▶ _Task instructions_
Could you copy out every one of the rows below, reproducing each line without any change?

▶ _Listing_
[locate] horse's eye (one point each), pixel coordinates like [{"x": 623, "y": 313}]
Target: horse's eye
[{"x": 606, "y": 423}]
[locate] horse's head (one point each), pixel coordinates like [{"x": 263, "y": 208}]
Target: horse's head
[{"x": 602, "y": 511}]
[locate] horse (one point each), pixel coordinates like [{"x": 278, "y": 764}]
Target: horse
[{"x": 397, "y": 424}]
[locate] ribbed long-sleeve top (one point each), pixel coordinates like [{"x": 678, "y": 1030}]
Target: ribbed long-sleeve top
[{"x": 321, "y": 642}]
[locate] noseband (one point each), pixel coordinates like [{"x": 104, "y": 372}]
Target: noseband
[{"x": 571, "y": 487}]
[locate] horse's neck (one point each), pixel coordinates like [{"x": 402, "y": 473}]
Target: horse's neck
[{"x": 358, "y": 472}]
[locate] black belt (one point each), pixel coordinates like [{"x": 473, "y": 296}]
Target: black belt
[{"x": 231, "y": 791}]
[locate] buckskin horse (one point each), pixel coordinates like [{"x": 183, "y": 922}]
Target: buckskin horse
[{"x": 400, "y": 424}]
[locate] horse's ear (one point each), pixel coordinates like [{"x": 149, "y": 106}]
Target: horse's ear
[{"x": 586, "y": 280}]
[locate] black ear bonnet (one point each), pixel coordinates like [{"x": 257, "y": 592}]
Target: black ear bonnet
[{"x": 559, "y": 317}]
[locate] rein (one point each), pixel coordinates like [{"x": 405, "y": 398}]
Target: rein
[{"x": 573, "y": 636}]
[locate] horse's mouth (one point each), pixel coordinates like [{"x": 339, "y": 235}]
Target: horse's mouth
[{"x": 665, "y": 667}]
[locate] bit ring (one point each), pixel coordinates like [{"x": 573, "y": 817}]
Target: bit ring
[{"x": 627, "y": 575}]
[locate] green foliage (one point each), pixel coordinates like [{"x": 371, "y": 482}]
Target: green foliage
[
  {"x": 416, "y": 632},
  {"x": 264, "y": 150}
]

▶ _Task result_
[locate] horse's eye (one point each), pixel coordinates like [{"x": 623, "y": 313}]
Target: horse's eye
[{"x": 606, "y": 423}]
[locate] horse's head (one point each), pixel coordinates like [{"x": 263, "y": 208}]
Target: horse's head
[{"x": 602, "y": 511}]
[locate] horse (one point each), pixel coordinates like [{"x": 278, "y": 764}]
Target: horse
[{"x": 397, "y": 424}]
[locate] ribbed long-sleeve top (one point each), pixel coordinates like [{"x": 678, "y": 1030}]
Target: ribbed long-sleeve top
[{"x": 321, "y": 642}]
[locate] noseband (one point each), pixel coordinates like [{"x": 104, "y": 372}]
Target: noseband
[{"x": 571, "y": 487}]
[locate] horse's neck (one point each), pixel coordinates like [{"x": 402, "y": 473}]
Target: horse's neck
[{"x": 358, "y": 472}]
[locate] black belt (one point each), pixel coordinates like [{"x": 473, "y": 296}]
Target: black belt
[{"x": 231, "y": 791}]
[locate] buckskin horse (one point each), pixel coordinates like [{"x": 183, "y": 922}]
Target: buckskin horse
[{"x": 400, "y": 424}]
[locate] horse's ear (one point each), pixel coordinates like [{"x": 149, "y": 106}]
Target: horse's ear
[{"x": 586, "y": 280}]
[locate] black ear bonnet (one point each), pixel coordinates like [{"x": 257, "y": 592}]
Target: black ear bonnet
[{"x": 559, "y": 317}]
[locate] rein (one point each), pixel coordinates like [{"x": 405, "y": 398}]
Target: rein
[{"x": 573, "y": 636}]
[locate] horse's mouth (one point each), pixel coordinates like [{"x": 339, "y": 235}]
Target: horse's mouth
[{"x": 665, "y": 667}]
[locate] bit ring (one point each), pixel coordinates like [{"x": 573, "y": 817}]
Target: bit ring
[{"x": 627, "y": 575}]
[locate] green foliage (one point each), pixel coordinates like [{"x": 371, "y": 482}]
Target: green foliage
[
  {"x": 416, "y": 632},
  {"x": 264, "y": 150}
]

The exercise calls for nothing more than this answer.